- **Passage given**
• • • • •

After the code completes, it outputs a set of metrics that describe the model's performance. You should see results similar to the following, with the accuracy and auc values around 99%:

Performance metrics for the boosted tree model.

Test the model

Test the model to verify that it labels the fraudulent transactions correctly by copying the following code into the fourth cell of the notebook and then running it:

pred_dicts = list(model.predict(eval_input_fn))
probabilities = pd.Series([pred['logistic'][0] for pred in pred_dicts])

for i,val in enumerate(probabilities[:30]):
  print('Predicted: ', round(val), 'Actual: ', test_labels.iloc[i])
  print()

After the code completes, it outputs the predicted and actual fraud likelihood for the test data. You should see results similar to the following:

Predicted and actual fraud likelihood results for the test data.

Export the model

Create a SavedModel from the trained model and export it to Cloud Storage by copying the following code into the fifth cell of the notebook and then running it. Replace myProject with the ID of the project you are using to complete this tutorial.

GCP_PROJECT = 'myProject'
MODEL_BUCKET = 'gs://myProject-bucket'

!gsutil mb $MODEL_BUCKET

def json_serving_input_fn():
    feature_placeholders = {
        'type': tf.placeholder(tf.string, [None]),
        'step': tf.placeholder(tf.float32, [None]),
        'amount': tf.placeholder(tf.float32, [None]),
        'oldbalanceOrg': tf.placeholder(tf.float32, [None]),
        'newbalanceOrig': tf.placeholder(tf.float32, [None]),
        'oldbalanceDest': tf.placeholder(tf.float32, [None]),
        'newbalanceDest': tf.placeholder(tf.float32, [None]),
         KEY_COLUMN: tf.placeholder_with_default(tf.constant(['nokey']), [None])
    }
    features = {key: tf.expand_dims(tensor, -1)
                for key, tensor in feature_placeholders.items()}
    return tf.estimator.export.ServingInputReceiver(features,feature_placeholders)

export_path = model.export_saved_model(
    MODEL_BUCKET + '/explanations-with-key',
    serving_input_receiver_fn=json_serving_input_fn
).decode('utf-8')

!saved_model_cli show --dir $export_path --all

After the code completes, it returns a SignatureDef that describes the inputs and outputs of the model. You should see results similar to the following:

SignatureDef that describes the inputs and outputs of the model.

• • • • •

- **Dataset extract**
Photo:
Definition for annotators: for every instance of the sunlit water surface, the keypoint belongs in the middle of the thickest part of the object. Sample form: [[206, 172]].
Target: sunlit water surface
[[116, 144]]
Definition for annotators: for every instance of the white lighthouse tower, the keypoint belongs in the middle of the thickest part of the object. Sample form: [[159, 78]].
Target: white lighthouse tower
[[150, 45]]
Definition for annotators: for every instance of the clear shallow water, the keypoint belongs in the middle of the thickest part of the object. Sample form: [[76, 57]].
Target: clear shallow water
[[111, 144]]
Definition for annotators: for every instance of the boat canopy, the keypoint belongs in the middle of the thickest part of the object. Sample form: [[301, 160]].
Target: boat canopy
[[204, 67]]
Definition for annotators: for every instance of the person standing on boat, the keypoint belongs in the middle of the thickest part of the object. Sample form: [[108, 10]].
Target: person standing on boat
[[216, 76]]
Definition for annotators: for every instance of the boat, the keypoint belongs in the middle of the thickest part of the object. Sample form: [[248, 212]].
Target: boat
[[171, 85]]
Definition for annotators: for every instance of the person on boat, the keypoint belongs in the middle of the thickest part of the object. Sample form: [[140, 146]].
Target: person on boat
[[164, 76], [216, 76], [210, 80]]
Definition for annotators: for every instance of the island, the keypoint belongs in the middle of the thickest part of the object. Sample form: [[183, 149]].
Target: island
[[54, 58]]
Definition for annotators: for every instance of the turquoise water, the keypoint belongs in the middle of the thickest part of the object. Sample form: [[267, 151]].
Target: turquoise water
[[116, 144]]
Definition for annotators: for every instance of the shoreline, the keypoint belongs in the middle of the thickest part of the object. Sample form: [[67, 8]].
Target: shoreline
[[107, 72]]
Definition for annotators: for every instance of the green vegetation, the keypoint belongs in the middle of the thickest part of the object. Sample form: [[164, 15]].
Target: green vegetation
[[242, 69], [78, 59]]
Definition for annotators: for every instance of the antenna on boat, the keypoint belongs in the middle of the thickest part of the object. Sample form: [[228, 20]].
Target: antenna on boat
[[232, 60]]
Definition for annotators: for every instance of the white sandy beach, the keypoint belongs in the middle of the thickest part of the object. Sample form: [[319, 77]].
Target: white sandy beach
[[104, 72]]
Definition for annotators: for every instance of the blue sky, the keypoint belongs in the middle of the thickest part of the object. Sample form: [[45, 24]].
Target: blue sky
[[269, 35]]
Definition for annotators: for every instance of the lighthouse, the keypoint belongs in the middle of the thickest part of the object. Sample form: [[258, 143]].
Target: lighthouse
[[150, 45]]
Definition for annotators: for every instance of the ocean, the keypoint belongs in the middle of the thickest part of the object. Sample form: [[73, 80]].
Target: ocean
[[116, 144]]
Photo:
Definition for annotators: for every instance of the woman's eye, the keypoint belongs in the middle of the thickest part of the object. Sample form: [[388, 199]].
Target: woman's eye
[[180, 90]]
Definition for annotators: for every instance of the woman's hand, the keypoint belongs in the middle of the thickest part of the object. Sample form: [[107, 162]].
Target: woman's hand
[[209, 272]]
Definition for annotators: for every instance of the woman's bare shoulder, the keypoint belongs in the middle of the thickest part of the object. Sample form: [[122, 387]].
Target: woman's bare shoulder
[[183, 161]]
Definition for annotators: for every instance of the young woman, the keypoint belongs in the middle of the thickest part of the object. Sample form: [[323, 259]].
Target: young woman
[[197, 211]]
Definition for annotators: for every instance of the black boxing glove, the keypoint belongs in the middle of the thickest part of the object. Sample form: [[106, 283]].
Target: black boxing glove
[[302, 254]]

• • • • •

- **Exercise requirements**
1. In the tutorial passage, what values should the accuracy and auc metrics be around after the code completes?
2. Reproduce word for word the part of the listing that opens with the line containing "Definition for annotators: for every instance of the ocean, the" and closes with the line containing "[[180, 90]]".

- **Solutions to the problems**
1. Around 99%.

2.
Definition for annotators: for every instance of the ocean, the keypoint belongs in the middle of the thickest part of the object. Sample form: [[73, 80]].
Target: ocean
[[116, 144]]
Photo:
Definition for annotators: for every instance of the woman's eye, the keypoint belongs in the middle of the thickest part of the object. Sample form: [[388, 199]].
Target: woman's eye
[[180, 90]]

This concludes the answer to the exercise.